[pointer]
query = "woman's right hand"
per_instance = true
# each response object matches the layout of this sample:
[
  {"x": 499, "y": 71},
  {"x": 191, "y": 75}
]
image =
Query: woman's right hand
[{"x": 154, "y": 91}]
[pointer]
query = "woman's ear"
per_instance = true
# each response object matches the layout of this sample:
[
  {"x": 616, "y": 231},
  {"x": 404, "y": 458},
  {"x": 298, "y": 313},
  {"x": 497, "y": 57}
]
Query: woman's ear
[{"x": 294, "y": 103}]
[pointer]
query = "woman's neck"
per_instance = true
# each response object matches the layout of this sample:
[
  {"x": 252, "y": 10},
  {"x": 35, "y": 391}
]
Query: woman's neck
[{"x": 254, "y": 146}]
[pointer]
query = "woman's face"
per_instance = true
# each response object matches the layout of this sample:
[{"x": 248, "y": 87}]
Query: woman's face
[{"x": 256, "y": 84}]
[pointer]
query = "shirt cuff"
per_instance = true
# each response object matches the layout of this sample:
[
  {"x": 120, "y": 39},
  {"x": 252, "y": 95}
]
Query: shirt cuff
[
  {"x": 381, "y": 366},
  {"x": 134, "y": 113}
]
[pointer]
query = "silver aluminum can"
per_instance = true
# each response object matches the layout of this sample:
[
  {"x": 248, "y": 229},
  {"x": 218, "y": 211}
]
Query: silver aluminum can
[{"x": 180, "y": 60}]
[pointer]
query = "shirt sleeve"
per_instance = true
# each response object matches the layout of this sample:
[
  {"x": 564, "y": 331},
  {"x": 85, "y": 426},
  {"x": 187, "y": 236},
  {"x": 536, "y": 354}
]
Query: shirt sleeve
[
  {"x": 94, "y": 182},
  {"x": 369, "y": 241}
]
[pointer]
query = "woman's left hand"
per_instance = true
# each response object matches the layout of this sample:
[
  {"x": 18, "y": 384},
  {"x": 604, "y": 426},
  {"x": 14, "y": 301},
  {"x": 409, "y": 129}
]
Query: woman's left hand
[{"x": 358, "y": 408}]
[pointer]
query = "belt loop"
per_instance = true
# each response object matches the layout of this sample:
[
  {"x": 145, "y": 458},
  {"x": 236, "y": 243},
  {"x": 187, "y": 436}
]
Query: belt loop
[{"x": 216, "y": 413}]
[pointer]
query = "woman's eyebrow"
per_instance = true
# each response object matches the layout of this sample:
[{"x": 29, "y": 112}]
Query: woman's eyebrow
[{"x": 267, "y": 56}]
= = = = = = =
# Work to complete
Once more, print every line of the material exactly.

# Task answer
[pointer]
query = "woman's right hand"
per_instance = true
# each response object matches the layout of this sample:
[
  {"x": 499, "y": 71},
  {"x": 191, "y": 75}
]
image =
Query: woman's right hand
[{"x": 154, "y": 91}]
[pointer]
query = "woman's ear"
per_instance = true
# each response object matches the layout of this sample:
[
  {"x": 616, "y": 231},
  {"x": 404, "y": 458},
  {"x": 298, "y": 313},
  {"x": 497, "y": 57}
]
Query: woman's ear
[{"x": 294, "y": 103}]
[pointer]
query = "woman's neck"
per_instance = true
# each response object matches the layout of this sample:
[
  {"x": 252, "y": 10},
  {"x": 35, "y": 391}
]
Query: woman's neck
[{"x": 254, "y": 146}]
[pointer]
query = "woman's face"
per_instance = true
# each response object matches the layout of this sample:
[{"x": 248, "y": 87}]
Query: woman's face
[{"x": 256, "y": 84}]
[pointer]
query = "shirt cuff"
per_instance = true
# each response object matches the layout of this sample:
[
  {"x": 120, "y": 39},
  {"x": 252, "y": 95}
]
Query: shirt cuff
[
  {"x": 381, "y": 366},
  {"x": 134, "y": 113}
]
[pointer]
query = "silver aluminum can"
per_instance = true
# each response object matches the layout of this sample:
[
  {"x": 248, "y": 229},
  {"x": 218, "y": 211}
]
Query: silver aluminum can
[{"x": 180, "y": 60}]
[pointer]
query = "shirt sleeve"
per_instance = true
# each response object matches the layout of this sample:
[
  {"x": 564, "y": 331},
  {"x": 85, "y": 426},
  {"x": 187, "y": 236},
  {"x": 536, "y": 354}
]
Query: shirt sleeve
[
  {"x": 94, "y": 182},
  {"x": 369, "y": 241}
]
[pointer]
query = "woman's left hand"
per_instance = true
# each response object matches the layout of this sample:
[
  {"x": 18, "y": 384},
  {"x": 604, "y": 426},
  {"x": 14, "y": 301},
  {"x": 409, "y": 129}
]
Query: woman's left hand
[{"x": 358, "y": 408}]
[pointer]
query = "belt loop"
per_instance = true
# each response object matches the layout of this sample:
[
  {"x": 145, "y": 458},
  {"x": 236, "y": 243},
  {"x": 187, "y": 436}
]
Query: belt loop
[{"x": 216, "y": 413}]
[pointer]
query = "woman's eyebrow"
per_instance = true
# each response object matches the layout of this sample:
[{"x": 29, "y": 112}]
Query: woman's eyebrow
[{"x": 267, "y": 56}]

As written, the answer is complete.